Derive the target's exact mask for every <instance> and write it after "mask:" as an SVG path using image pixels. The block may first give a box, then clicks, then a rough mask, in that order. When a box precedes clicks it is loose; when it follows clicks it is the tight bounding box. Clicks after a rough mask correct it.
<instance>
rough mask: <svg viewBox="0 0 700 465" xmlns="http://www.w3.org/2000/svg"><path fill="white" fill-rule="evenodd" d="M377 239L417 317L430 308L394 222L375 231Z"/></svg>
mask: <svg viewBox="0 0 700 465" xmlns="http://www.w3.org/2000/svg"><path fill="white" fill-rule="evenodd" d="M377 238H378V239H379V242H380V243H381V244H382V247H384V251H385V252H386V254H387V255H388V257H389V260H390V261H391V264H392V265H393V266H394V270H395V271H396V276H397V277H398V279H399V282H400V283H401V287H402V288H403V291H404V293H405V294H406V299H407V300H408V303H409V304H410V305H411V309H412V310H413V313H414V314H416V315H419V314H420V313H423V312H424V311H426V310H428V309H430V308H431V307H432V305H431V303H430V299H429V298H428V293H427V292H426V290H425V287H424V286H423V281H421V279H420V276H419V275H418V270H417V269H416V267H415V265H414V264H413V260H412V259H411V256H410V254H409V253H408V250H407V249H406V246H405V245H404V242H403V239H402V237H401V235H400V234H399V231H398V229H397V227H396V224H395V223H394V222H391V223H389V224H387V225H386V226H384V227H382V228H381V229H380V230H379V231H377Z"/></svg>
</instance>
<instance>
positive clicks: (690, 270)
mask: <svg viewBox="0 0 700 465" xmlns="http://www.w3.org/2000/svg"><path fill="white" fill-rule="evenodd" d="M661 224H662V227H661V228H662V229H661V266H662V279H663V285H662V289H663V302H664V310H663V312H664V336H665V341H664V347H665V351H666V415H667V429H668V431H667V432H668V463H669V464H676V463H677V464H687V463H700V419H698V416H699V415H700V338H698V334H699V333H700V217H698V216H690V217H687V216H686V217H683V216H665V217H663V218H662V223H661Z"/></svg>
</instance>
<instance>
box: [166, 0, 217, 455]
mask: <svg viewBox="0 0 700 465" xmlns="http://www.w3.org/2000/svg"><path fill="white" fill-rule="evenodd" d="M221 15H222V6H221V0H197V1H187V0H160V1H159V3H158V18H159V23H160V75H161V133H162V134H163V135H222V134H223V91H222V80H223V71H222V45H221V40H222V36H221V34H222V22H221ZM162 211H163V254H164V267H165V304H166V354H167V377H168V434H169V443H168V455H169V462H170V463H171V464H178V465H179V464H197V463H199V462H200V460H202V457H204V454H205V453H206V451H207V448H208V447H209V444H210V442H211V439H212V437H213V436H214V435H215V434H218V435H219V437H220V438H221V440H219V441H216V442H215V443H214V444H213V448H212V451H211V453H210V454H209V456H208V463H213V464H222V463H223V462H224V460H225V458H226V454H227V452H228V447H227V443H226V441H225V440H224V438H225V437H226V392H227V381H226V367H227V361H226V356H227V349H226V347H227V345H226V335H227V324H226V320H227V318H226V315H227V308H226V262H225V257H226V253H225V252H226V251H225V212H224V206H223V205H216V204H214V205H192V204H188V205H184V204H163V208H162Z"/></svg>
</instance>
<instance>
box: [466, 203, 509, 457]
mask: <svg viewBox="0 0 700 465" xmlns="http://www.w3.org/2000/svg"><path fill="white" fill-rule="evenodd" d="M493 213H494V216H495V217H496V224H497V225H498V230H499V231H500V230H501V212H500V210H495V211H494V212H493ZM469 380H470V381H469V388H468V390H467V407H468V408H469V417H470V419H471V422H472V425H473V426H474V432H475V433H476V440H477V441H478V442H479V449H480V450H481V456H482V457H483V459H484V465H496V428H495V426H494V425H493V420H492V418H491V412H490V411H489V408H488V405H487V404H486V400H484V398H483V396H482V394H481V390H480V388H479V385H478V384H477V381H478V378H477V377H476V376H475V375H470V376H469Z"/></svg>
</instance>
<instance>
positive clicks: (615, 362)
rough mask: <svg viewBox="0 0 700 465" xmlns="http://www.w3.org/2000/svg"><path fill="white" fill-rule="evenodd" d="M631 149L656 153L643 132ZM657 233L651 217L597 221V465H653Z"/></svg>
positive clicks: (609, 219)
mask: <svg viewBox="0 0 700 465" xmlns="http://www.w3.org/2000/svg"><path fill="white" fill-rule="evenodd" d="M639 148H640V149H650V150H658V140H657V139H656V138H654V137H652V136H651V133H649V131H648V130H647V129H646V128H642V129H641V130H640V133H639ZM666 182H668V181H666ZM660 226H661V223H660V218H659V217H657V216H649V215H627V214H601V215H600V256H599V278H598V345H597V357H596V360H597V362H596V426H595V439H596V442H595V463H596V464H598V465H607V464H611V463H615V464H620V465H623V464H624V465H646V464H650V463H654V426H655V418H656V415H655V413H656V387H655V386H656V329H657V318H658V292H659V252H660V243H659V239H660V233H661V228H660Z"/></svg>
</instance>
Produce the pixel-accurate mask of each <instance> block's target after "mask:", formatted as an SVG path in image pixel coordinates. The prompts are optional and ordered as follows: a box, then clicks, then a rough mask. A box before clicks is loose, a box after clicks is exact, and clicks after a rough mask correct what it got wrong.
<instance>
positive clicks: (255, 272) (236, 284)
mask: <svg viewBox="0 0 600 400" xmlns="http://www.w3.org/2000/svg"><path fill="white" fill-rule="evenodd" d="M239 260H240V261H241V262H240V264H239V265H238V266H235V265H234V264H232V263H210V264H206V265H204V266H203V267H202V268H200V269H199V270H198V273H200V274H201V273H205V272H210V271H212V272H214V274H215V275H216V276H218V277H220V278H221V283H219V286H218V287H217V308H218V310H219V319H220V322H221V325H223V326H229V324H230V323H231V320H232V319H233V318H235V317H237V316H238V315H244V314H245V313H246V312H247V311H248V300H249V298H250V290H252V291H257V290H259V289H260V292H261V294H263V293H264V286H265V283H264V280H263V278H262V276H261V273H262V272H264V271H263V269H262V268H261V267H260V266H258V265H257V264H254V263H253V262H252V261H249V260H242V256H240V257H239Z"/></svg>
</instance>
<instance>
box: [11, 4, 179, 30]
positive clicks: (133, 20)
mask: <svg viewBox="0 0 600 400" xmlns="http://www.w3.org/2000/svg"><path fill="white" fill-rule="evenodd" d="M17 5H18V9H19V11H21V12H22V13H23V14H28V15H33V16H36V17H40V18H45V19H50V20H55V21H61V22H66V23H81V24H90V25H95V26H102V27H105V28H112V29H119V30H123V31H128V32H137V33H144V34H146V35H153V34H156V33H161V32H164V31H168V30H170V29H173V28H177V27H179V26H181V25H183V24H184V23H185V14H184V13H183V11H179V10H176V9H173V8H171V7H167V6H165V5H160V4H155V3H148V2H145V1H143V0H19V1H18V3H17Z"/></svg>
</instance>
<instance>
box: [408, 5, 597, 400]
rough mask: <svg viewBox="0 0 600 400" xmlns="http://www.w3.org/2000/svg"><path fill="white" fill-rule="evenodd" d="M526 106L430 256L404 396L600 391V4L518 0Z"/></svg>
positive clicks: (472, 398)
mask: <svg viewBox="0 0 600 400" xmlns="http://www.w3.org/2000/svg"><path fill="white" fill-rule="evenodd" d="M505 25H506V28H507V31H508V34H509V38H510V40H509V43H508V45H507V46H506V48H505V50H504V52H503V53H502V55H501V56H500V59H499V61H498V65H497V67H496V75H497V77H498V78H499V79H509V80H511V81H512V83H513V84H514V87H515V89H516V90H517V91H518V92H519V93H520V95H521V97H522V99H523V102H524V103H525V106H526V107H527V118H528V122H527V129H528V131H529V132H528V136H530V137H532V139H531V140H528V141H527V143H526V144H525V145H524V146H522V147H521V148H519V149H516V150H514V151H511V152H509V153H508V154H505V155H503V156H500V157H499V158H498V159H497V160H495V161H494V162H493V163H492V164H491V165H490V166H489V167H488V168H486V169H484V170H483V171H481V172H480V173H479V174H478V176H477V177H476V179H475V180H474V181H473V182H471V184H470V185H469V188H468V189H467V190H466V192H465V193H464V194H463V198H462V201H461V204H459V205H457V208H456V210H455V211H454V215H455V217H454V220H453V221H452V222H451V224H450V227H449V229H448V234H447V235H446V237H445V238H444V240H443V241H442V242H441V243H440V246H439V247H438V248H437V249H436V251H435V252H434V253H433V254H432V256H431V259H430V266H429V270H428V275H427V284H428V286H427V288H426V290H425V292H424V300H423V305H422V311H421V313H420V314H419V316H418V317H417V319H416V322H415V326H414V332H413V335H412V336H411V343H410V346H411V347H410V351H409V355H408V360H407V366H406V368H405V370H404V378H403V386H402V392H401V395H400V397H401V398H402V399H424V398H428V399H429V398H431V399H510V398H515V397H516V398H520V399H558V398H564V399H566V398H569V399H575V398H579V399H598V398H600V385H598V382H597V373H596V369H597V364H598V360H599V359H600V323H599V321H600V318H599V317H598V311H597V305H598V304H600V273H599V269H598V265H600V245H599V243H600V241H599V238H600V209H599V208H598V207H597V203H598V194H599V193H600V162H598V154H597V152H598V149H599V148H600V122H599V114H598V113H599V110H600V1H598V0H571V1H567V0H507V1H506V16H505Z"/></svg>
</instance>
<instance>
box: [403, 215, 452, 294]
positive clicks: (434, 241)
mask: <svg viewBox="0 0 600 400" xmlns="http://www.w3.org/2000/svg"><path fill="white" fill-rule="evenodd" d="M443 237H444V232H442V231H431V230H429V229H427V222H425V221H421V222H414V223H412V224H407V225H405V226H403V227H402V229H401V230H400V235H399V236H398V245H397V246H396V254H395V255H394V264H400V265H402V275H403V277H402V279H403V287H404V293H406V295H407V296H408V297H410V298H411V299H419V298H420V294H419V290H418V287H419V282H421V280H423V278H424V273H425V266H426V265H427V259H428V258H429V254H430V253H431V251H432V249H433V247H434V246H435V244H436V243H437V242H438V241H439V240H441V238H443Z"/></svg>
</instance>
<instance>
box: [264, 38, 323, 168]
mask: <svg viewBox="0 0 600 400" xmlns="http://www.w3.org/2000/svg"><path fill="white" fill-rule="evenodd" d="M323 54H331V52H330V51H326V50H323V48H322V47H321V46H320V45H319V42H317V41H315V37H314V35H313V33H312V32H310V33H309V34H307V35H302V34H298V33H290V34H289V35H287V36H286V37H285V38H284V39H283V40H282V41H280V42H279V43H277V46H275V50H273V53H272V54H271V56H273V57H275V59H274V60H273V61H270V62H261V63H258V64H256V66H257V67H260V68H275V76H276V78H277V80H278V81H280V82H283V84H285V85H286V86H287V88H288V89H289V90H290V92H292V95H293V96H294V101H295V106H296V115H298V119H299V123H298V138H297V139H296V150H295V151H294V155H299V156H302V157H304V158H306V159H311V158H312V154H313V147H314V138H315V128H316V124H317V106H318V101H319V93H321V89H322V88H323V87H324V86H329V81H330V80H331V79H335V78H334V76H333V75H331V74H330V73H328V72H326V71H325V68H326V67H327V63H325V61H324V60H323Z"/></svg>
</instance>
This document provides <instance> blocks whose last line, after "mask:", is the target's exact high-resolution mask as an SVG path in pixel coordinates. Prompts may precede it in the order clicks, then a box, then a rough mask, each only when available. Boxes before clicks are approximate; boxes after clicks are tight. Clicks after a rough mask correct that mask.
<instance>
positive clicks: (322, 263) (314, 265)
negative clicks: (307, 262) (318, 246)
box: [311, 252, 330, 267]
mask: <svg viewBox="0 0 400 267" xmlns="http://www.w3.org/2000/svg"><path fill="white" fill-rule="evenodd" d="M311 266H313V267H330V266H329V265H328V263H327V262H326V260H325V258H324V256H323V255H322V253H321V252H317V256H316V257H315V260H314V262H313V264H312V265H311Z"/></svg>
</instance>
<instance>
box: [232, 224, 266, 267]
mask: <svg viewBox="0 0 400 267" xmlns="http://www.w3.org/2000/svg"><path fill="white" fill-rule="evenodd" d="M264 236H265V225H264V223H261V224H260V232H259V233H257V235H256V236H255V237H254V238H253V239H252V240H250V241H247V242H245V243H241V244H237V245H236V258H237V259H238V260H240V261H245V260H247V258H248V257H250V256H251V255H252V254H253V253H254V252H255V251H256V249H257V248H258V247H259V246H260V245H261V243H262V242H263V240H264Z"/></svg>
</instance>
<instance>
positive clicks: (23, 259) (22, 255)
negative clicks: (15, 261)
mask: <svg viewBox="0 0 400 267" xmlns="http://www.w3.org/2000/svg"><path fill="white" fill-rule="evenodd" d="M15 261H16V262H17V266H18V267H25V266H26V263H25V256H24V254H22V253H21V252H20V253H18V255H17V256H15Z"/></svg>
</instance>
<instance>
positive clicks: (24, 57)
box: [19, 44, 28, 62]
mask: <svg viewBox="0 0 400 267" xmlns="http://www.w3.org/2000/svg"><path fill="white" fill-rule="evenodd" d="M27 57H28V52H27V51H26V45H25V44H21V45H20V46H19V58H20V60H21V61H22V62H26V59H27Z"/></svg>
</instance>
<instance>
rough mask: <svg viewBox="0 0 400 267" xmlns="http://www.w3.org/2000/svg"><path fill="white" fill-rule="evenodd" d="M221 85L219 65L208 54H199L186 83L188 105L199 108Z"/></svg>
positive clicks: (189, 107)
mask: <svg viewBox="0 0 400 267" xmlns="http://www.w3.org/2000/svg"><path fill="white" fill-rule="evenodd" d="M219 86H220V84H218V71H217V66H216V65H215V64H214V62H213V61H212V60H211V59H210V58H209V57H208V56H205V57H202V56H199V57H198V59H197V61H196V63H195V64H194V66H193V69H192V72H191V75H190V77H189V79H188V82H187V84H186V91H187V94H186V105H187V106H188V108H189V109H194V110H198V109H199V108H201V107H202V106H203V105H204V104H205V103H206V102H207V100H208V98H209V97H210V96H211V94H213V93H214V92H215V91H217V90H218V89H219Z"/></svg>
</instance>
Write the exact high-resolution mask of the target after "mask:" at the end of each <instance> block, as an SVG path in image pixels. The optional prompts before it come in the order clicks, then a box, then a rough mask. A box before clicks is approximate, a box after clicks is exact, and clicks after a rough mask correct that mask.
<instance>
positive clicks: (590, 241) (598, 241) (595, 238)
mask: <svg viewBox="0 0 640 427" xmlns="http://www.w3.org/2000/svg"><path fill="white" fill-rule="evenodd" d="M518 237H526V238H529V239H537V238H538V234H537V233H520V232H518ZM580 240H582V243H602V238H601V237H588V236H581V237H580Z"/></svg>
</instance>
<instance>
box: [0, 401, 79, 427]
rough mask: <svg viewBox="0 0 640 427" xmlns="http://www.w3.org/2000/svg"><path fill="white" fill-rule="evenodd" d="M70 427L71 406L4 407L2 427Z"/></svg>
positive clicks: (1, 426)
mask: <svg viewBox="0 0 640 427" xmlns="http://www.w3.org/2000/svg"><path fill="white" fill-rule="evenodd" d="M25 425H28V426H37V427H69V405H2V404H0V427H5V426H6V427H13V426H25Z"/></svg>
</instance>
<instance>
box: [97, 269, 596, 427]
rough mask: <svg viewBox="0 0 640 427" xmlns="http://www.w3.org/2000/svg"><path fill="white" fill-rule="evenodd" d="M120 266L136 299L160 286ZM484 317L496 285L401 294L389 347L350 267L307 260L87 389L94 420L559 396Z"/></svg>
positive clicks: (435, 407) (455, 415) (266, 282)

=-=-=

WHAT TO WORK ON:
Check each line above for the word "when" and copy every line that has it.

RESPONSE AREA:
Derive the target's exact mask for every <instance> and write it after "mask:" as an SVG path using image pixels. The block may first give a box, then clicks, then a rough mask, in that order. When a box precedes clicks it is loose; when it follows clicks it is the tight bounding box. Clicks after a rough mask correct it.
This document provides <instance> blocks whose last line, after "mask:", is the target's exact high-resolution mask as an SVG path in pixel coordinates. Prompts may precede it in the order clicks, then a box, then a rough mask, each only when available. Boxes before clicks are approximate; boxes after clicks are tight. Clicks after a rough mask correct that mask.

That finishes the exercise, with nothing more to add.